■ Input records ■
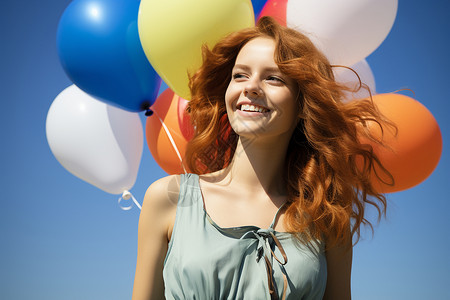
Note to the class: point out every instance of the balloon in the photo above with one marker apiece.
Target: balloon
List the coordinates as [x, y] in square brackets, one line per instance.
[165, 137]
[347, 77]
[416, 149]
[258, 6]
[173, 31]
[96, 142]
[99, 48]
[275, 9]
[346, 31]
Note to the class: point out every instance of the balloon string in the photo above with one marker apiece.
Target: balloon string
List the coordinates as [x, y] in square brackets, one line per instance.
[171, 140]
[126, 195]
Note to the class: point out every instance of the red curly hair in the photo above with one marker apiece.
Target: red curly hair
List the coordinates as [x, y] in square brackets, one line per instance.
[327, 168]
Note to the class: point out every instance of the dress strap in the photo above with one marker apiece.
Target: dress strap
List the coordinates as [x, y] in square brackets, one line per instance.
[276, 215]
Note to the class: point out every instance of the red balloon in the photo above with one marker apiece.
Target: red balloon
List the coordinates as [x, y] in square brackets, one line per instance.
[416, 149]
[168, 144]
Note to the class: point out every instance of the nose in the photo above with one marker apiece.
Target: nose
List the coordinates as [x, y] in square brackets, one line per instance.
[252, 88]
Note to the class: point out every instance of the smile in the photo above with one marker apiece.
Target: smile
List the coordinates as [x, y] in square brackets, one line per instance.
[252, 108]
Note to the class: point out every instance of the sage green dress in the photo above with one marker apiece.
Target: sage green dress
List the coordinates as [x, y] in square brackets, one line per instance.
[205, 261]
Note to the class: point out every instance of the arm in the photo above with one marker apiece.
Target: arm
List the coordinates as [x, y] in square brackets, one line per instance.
[155, 227]
[339, 265]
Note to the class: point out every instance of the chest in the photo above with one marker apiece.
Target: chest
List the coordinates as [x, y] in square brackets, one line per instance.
[230, 208]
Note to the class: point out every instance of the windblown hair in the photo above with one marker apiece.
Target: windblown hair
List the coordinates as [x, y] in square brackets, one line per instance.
[327, 169]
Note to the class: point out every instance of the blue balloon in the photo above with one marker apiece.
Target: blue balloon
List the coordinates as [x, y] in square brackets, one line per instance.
[258, 6]
[100, 50]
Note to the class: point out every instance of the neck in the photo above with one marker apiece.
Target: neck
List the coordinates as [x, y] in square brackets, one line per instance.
[259, 166]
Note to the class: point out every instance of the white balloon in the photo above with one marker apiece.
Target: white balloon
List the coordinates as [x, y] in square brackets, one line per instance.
[96, 142]
[347, 77]
[347, 31]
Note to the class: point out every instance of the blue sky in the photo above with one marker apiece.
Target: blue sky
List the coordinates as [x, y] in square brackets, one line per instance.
[65, 239]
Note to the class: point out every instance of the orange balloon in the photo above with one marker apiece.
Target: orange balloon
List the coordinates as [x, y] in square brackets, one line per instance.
[166, 110]
[415, 150]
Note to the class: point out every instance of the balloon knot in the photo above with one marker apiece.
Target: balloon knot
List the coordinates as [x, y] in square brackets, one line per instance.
[148, 112]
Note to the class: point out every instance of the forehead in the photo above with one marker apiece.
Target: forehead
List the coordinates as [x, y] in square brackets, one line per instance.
[257, 49]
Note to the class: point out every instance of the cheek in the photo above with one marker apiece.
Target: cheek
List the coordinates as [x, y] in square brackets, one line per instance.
[231, 95]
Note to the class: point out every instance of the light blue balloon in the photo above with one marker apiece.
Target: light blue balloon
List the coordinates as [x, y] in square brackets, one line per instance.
[258, 6]
[100, 50]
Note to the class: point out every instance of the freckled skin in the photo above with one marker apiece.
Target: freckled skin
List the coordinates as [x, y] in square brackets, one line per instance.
[256, 80]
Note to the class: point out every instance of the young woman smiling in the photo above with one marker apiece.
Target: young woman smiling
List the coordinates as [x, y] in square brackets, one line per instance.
[275, 196]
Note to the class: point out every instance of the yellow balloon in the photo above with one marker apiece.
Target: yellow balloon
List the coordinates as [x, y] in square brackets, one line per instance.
[173, 31]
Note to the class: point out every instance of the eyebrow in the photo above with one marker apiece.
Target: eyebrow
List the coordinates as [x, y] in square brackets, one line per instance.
[246, 68]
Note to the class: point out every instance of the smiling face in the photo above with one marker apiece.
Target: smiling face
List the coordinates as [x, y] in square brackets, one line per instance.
[260, 100]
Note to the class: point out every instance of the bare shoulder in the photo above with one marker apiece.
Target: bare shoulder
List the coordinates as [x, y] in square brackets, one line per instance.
[159, 206]
[164, 192]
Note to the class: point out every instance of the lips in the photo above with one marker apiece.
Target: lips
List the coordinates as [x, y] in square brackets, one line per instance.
[252, 108]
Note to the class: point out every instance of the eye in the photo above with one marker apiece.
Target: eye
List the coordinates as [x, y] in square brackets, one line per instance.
[238, 76]
[275, 79]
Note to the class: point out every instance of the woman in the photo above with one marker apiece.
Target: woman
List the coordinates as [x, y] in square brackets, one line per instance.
[280, 194]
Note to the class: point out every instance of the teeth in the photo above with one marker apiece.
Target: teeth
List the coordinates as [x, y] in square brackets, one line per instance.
[248, 107]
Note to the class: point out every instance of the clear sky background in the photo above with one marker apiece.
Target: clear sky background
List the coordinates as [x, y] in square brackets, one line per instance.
[62, 238]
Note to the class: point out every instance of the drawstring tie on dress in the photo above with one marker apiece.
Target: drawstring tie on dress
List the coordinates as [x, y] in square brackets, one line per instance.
[266, 240]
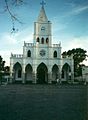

■ Exercise task ■
Substitute "pin" for "marker" throughout the listing above, changing nothing else, and leave the pictures out.

■ Answer to this task ■
Note to the class: point out every instance of the balloon in the photo above with one pin apiece.
Target: balloon
List the coordinates as [x, y] in square brackets, one line per instance.
[165, 137]
[347, 77]
[416, 149]
[258, 6]
[173, 31]
[96, 142]
[99, 48]
[275, 9]
[346, 31]
Note to the class: point out every instance of the balloon string in the photo above with one pin apiece.
Target: balloon string
List the coordinates as [x, y] in square brackets, one line per instance.
[171, 140]
[126, 195]
Note to the class: point out every instance of the red curly hair in the photo above with one pin apiece.
Target: red curly hair
List the coordinates as [x, y] in square brackets, one line per instance.
[327, 168]
Note to the class: point out every instance of the dress strap in the photo above with one pin apiece.
Target: dress strap
List the coordinates as [x, y] in square brackets, one line per instance.
[276, 215]
Note to the class: point out every instance of the red balloon in the photo above with one pin apiece.
Target: red balloon
List the coordinates as [x, y] in square brackets, one line per instance.
[416, 149]
[168, 144]
Note to the class: point out every instance of the nose in the photo above with one pin apiece.
Target: nose
List the coordinates as [x, y] in square brackets, one line per instance.
[252, 88]
Note to the class: point out every instance of the smile in the photo above with one pin apiece.
Target: smile
List the coordinates as [x, y] in square brackets, one line per instance.
[252, 108]
Note to the class: point out every instance of the sage green dress in the photo above with one pin apiece.
Target: sage green dress
List the coordinates as [x, y] in square brackets, one line per instance.
[205, 261]
Note to the class: point out every instance of the arm in the photo above with one pin apiece.
Target: arm
List the coordinates as [x, y] in square brackets, one line per instance.
[155, 227]
[339, 265]
Note to the class: point out every instance of the chest in the photo above with one pin apiece.
Target: chest
List the coordinates as [x, y] in square brackets, one line per instance.
[230, 208]
Note to the class: point out every instance of the windblown hair in the photo above with one pin apiece.
Target: windblown hair
List the coordinates as [x, y] in square brackets, one line per instance.
[327, 169]
Note to the class: point out every instance of the blue balloon in the photo above with one pin apiece.
Target: blue balloon
List the coordinates as [x, y] in square brackets, one line per instance.
[258, 6]
[100, 50]
Note to the class: point out every instance of the neck in the photo above with one pin apiece.
Target: neck
List the coordinates as [x, y] in square brackets, one line per instance.
[259, 166]
Note to the class: point out every instance of the white balloon in the photo above with one pin apiece.
Target: white balloon
List the coordinates as [x, y] in square brackets, one line per instance.
[96, 142]
[347, 77]
[347, 31]
Note to the class: point out every instance of the blue sky in the photo above with one pin apiece.
Target: blue sky
List the coordinates as [x, y] in square brackets, one line per instance.
[65, 239]
Note to the class: point out every instance of the orange balloon in the photo above with one pin apiece.
Target: orange balloon
List the coordinates as [x, y] in square brackets, one line per instance.
[166, 110]
[415, 150]
Note to the class: point out every instance of the balloon knot in the photo above with one pin apiece.
Target: balloon knot
List the coordinates as [x, y] in square brackets, one line per instance.
[148, 112]
Note to the class: point out every instance of the forehead in the photo above with one pin apiece.
Target: forehead
List the coordinates as [x, y] in square brackets, one line per instance.
[257, 49]
Note to the class: point out every instance of the cheek in the photo above with one pin apiece.
Target: cheek
List the coordinates as [x, y] in square brackets, one line per instance.
[231, 95]
Note to the class: point out every instance of the light blue balloon in the photo above with one pin apiece.
Target: light blue balloon
List the coordinates as [x, y] in square brackets, one line per instance.
[258, 6]
[100, 50]
Note to the class: point out every instance of the freckled skin in the photo above with one pin apiece.
Target: freckled skin
List the coordinates as [x, y] in square brackets, one line per instance.
[256, 80]
Note to the class: point out every instance of the young woman smiling in the photo above with one pin apiece.
Target: young woman smiling
List the coordinates as [x, y] in square brackets, one line per instance.
[275, 196]
Note to the class: point out every instance of the yellow balloon in the photo above with one pin apiece.
Target: yellow balloon
List the coordinates as [x, y] in square brackets, one line per instance.
[173, 31]
Note to the class: point out every instance of the eyebrow in the photo above with one pin apiece.
Target: eyebrow
List the coordinates as [x, y] in square brackets, one line per instance.
[246, 68]
Note to the class: point out every instance of the smiling face in the photo above with one pin apiece.
Target: smiling face
List the coordinates as [x, y] in square brackets, one line per instance.
[260, 100]
Note to the class: point out every instance of the bare shoulder in the photo above with one pin apiece.
Target: bare shoulder
List the coordinates as [x, y] in square brackets, one line per instance.
[159, 206]
[164, 192]
Note to the class: point out every instance of the lips in the photo above with one pin apiece.
Target: lips
List the coordinates as [x, y] in square brackets, one line per instance.
[252, 108]
Note to the class: point out every instance of the eye in the photo above with one pin apiece.
Target: eye
List the coordinates as [x, y] in square brackets, one line per instance.
[238, 76]
[275, 79]
Note to the class: point out every instance of the woman in the photo above with one pin apiece.
Target: woman
List the coordinates as [x, y] in square brackets, one line per instance.
[280, 194]
Note to the class: point out every instance of the teeth in the photo above with one pin apiece.
Target: teeth
List the coordinates as [x, y] in square brackets, one line per instance.
[248, 107]
Note to the class: point out every instance of the clear sky background in the photo above with one pin apiece.
Target: clear sky background
List the coordinates as [x, y] in square brackets, one line per instance.
[62, 238]
Note to the class: point out every instance of the drawstring tie on dress in the photo above with one pin apiece.
Target: drawstring tie on dress
List the coordinates as [x, y] in square brackets, one line per instance.
[266, 240]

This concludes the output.